What needs to be done = Please extract every line of the records below and reproduce each one word for word.

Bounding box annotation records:

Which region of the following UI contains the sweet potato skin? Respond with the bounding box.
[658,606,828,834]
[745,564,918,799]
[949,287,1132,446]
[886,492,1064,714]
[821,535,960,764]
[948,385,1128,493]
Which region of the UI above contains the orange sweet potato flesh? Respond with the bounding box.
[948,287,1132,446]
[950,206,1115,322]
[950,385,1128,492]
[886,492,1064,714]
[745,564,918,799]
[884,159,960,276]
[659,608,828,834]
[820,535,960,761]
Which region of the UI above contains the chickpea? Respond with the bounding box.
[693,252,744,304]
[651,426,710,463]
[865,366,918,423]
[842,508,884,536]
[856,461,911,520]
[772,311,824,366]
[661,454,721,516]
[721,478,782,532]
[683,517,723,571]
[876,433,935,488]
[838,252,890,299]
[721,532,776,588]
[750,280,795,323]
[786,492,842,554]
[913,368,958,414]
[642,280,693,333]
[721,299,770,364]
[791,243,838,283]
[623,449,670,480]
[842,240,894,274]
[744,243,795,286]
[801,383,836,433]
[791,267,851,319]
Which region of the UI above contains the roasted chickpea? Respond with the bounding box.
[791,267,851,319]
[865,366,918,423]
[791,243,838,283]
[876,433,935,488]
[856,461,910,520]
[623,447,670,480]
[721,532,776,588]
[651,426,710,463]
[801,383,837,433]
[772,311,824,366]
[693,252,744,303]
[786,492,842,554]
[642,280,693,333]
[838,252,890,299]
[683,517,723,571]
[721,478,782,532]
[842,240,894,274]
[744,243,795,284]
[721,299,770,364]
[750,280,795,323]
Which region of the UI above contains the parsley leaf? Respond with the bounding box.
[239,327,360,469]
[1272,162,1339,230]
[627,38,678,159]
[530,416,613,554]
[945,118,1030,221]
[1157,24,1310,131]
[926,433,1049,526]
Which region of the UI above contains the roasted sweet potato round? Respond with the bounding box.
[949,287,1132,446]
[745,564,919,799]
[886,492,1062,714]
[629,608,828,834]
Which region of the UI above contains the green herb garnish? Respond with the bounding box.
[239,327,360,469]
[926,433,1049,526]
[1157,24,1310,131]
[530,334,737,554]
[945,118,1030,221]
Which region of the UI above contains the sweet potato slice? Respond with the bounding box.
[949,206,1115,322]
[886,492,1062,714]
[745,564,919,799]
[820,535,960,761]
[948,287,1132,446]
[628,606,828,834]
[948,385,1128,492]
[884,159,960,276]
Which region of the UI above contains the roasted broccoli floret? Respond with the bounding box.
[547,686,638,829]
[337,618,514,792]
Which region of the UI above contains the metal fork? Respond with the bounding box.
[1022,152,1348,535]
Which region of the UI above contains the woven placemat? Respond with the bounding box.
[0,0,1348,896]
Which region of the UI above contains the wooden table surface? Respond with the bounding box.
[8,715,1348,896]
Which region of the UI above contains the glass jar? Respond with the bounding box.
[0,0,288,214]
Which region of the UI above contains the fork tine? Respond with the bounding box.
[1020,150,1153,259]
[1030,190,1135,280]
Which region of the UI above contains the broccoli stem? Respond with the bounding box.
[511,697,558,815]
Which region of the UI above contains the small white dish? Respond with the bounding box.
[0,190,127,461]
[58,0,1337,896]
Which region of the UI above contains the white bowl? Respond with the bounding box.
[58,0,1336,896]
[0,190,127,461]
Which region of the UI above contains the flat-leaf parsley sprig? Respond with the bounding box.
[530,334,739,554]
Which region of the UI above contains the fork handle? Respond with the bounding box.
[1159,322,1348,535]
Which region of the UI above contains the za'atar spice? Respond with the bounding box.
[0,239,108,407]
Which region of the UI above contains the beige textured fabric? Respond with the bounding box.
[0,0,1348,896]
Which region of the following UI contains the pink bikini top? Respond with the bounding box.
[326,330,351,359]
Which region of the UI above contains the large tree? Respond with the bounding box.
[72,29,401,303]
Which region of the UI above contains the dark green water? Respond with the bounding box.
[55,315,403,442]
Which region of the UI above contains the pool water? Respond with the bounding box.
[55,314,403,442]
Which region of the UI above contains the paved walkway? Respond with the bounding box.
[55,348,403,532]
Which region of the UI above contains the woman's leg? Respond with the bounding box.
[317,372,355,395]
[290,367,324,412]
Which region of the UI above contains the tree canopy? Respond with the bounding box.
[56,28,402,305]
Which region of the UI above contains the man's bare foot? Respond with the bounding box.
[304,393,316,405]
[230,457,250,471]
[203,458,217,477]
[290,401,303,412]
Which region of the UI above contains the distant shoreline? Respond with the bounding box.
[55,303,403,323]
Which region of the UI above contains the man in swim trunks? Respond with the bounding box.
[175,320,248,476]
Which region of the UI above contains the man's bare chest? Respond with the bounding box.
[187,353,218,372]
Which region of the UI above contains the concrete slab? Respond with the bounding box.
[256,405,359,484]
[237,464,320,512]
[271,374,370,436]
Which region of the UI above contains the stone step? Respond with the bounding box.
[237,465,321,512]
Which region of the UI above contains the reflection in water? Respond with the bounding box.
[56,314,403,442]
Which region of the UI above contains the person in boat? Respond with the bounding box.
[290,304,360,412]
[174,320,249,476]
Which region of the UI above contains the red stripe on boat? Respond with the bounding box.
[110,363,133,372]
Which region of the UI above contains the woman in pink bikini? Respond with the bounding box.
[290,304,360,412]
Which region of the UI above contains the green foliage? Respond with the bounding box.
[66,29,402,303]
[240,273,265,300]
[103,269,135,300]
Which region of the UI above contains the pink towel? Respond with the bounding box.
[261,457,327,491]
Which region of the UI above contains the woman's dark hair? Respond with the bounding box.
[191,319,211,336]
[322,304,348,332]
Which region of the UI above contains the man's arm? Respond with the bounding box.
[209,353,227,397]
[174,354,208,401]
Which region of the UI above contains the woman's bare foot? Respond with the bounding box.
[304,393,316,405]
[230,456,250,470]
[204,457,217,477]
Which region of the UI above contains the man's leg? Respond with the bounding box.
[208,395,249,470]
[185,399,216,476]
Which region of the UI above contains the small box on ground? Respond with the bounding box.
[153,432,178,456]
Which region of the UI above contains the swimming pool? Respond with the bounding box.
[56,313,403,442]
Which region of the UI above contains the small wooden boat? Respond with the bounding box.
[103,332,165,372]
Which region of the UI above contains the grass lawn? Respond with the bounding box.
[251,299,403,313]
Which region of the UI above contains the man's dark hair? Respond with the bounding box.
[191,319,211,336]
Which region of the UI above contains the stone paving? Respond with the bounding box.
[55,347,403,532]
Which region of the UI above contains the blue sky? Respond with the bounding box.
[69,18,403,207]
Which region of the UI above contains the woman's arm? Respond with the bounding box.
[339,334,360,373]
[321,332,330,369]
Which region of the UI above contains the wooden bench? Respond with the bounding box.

Worked solution =
Which region of the following UI contains the sweet potato skin? Respond with the bounding box.
[658,606,828,834]
[745,564,918,799]
[949,287,1132,446]
[886,492,1064,714]
[821,535,960,764]
[948,385,1128,493]
Which region of the UI above contains the orange sweet potato flesh? Respond with the bounding box.
[948,287,1132,446]
[950,206,1115,322]
[950,385,1128,492]
[886,492,1064,714]
[745,564,918,799]
[884,159,960,276]
[659,608,828,834]
[820,535,960,761]
Which region of the UI above contains the chickpea? Respond with the bounding box.
[693,252,744,304]
[651,426,710,463]
[865,366,918,423]
[842,508,884,536]
[856,461,911,520]
[772,311,824,366]
[661,454,721,516]
[721,478,782,532]
[683,517,723,571]
[876,433,935,488]
[838,252,890,299]
[721,532,776,588]
[750,280,795,323]
[786,492,842,554]
[913,368,958,414]
[642,280,693,333]
[721,299,770,364]
[791,243,838,283]
[623,449,670,480]
[842,240,894,274]
[744,243,795,286]
[801,383,836,433]
[791,267,851,319]
Which region of the UI above contains the roasted chickpea? Respond with the bounding box.
[791,267,851,319]
[865,366,918,423]
[791,243,838,283]
[876,433,935,488]
[856,461,910,520]
[623,447,670,480]
[721,532,776,588]
[651,426,710,463]
[801,383,837,433]
[772,311,824,366]
[693,252,744,303]
[786,492,842,554]
[642,280,693,333]
[838,252,890,299]
[683,517,723,571]
[721,478,782,532]
[842,240,894,274]
[744,243,795,284]
[721,299,770,364]
[750,280,795,323]
Which region of the UI above contains the parsley leaf? Respond with the bounding box.
[239,327,360,469]
[1272,162,1339,230]
[627,38,678,159]
[530,416,613,554]
[945,118,1030,221]
[1157,24,1310,131]
[926,433,1049,526]
Which region of the UI above contains the roasted sweet potato round? Respond with the bounding box.
[949,287,1132,446]
[745,564,919,799]
[886,492,1062,714]
[629,608,828,834]
Which region of the UI above contains the green herb garnish? Respond with the bounding box.
[239,327,360,469]
[926,433,1049,526]
[1157,24,1310,131]
[530,334,737,554]
[945,118,1030,221]
Which region of the UI above contains the sweet potato slice? Respond with the bounding box.
[949,206,1115,322]
[886,492,1062,714]
[745,564,919,799]
[820,535,960,761]
[948,287,1132,446]
[628,606,828,834]
[948,385,1128,492]
[884,159,960,276]
Which region of the UI above contains the roasted broccoli floret? Respond with the bounding box.
[547,686,638,829]
[337,618,514,792]
Which region of the UI above contains the metal fork? Respond with the bounding box.
[1022,152,1348,535]
Which region of the UI above contains the woven placemat? Respond with the bounding box.
[0,0,1348,896]
Which region of the UI above contains the wooden table surface? Respond with the bounding box.
[8,715,1348,896]
Which region of the UI above contains the glass jar? Respond with the bounding box.
[0,0,288,214]
Which region of the UI above contains the fork tine? Respond with the bounding box.
[1020,150,1153,259]
[1030,190,1135,280]
Which region of the UI above contains the broccoli stem? Respond with the bounding box.
[511,697,558,815]
Which region of the UI above contains the small white dish? Respond with the bounding box.
[0,190,127,461]
[58,0,1337,896]
Which region of the UI above contains the white bowl? Respond with the bounding box.
[58,0,1336,896]
[0,190,127,461]
Which region of the UI above contains the flat-leaf parsley sprig? Respond with the bounding box.
[530,334,739,554]
Which region of the UI above contains the fork handle? Respond with the bounding box.
[1159,322,1348,535]
Which region of the UI above contains the za'atar spice? Respond with the bounding box.
[0,239,108,407]
Which region of the UI above contains the beige textured fabric? Respond with the bounding box.
[0,0,1348,896]
Which region of the following UI contains the pink bikini top? Respond with the bounding box.
[326,330,351,359]
Which region of the UI above contains the large tree? Respond with the bounding box.
[72,29,401,303]
Which region of the UI above contains the dark green water? Respond with the bounding box.
[55,315,403,442]
Which region of the UI above contains the pool water? Respond with the bounding box.
[55,314,403,442]
Which region of the UI above contains the paved walkway? Respond with the bounding box.
[55,348,403,532]
Which region of the UI above contains the woman's leg? Respond with the bounding box.
[317,372,355,395]
[290,367,324,412]
Which region of the UI above contains the tree canopy? Respond with the bounding box.
[56,28,402,305]
Which region of the UI above contains the man's bare foot? Respond with the bounding box.
[304,393,316,405]
[230,457,250,471]
[203,458,217,477]
[290,401,303,412]
Which region of the UI above contains the distant shoreline? Respond with the bounding box.
[55,303,403,323]
Which region of the UI above contains the man in swim trunks? Respond with the bounding box.
[175,320,248,476]
Which region of the UI above contains the man's bare chest? Respond with the bounding box.
[187,353,218,372]
Which region of the UI above contains the concrete slab? Respond with the bounding box.
[256,405,359,484]
[237,464,320,512]
[271,374,370,436]
Which region of the UI above contains the stone step? Respond with the bounding box.
[237,465,321,512]
Which region of the UI above contains the reflection in water? Respond with the bounding box.
[56,314,403,442]
Which region of the UI above contains the person in boat? Respond with the bounding box.
[290,304,360,412]
[174,320,249,476]
Which region of the UI above contains the red stripe on boat? Respond with the bounding box.
[110,363,133,372]
Which region of the UI above contains the woman in pink bikini? Respond with the bounding box.
[290,304,360,412]
Which region of the UI above contains the green foliage? Respond with the bounding box.
[66,29,402,303]
[240,273,265,300]
[103,269,135,300]
Which region of the UI above contains the pink towel? Respond with the bounding box.
[261,457,327,491]
Which region of the UI above contains the woman's dark hair? Respond with the bounding box.
[191,319,211,336]
[322,304,348,332]
Which region of the UI above contains the man's arm? Respond with the bounding box.
[209,353,227,397]
[174,354,208,401]
Which region of the UI above contains the woman's bare foot? Respond with the bounding box.
[304,393,316,405]
[230,456,250,470]
[204,457,217,477]
Which region of the UI above contains the man's leg? Respond with the bounding box.
[208,395,249,470]
[185,399,216,476]
Which region of the UI above contains the small box on ground? Respond with the bounding box.
[153,432,178,456]
Which region of the UI above contains the swimming pool? Respond with the bounding box.
[56,313,403,442]
Which region of the UI above contains the small wooden boat? Respond with the bounding box.
[103,332,165,372]
Which region of the UI above contains the grass lawn? Respond with the bounding box.
[251,299,403,313]
Which region of the UI above contains the man's dark hair? Respond with the bounding box.
[191,319,211,336]
Which region of the UI above contains the stone paving? Respond with the bounding box.
[55,347,403,532]
Which region of the UI above contains the blue sky? Respond with the bounding box.
[69,18,403,207]
Which region of the UI above contains the woman's arm? Respond with the bounding box.
[339,334,360,373]
[321,332,330,369]
Which region of the UI above contains the wooden bench? Respond with the bounding box.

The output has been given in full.